= RECORDED DATA =

:::::

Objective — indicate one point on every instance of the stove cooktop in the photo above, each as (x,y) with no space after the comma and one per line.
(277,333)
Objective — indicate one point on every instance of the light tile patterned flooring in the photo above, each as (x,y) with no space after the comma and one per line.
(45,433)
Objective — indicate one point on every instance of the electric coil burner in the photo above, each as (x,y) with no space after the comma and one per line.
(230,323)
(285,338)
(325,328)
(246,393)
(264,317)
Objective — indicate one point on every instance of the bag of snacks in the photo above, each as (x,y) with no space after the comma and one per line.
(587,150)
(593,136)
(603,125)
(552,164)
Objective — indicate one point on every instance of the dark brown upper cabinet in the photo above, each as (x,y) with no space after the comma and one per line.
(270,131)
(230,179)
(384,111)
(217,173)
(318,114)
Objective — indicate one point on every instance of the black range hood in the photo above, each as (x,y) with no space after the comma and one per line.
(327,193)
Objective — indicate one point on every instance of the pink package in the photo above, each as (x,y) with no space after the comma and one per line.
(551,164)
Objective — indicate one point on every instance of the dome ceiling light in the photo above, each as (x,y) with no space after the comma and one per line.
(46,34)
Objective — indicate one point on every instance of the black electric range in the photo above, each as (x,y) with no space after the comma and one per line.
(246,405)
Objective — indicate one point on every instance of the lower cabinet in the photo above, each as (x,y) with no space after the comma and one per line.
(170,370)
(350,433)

:::::

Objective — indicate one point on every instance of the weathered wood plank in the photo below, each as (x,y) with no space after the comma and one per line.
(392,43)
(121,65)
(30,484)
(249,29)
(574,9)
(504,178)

:::::

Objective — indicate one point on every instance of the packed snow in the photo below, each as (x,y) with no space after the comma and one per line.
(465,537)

:::::

= EXERCISE INSTRUCTIONS =
Find each line in the records above that contains the word "cabinet", matching case, and copy every such line in full.

= RESPONSE =
Objective — indicate one point on every instance of the dark brown upper cabinet in the photo above, each as (x,y) with no space after the comma and one per line.
Objective — indicate one point on every instance of the lower cabinet in the photo above, each as (x,y) with no space after the comma and one per line.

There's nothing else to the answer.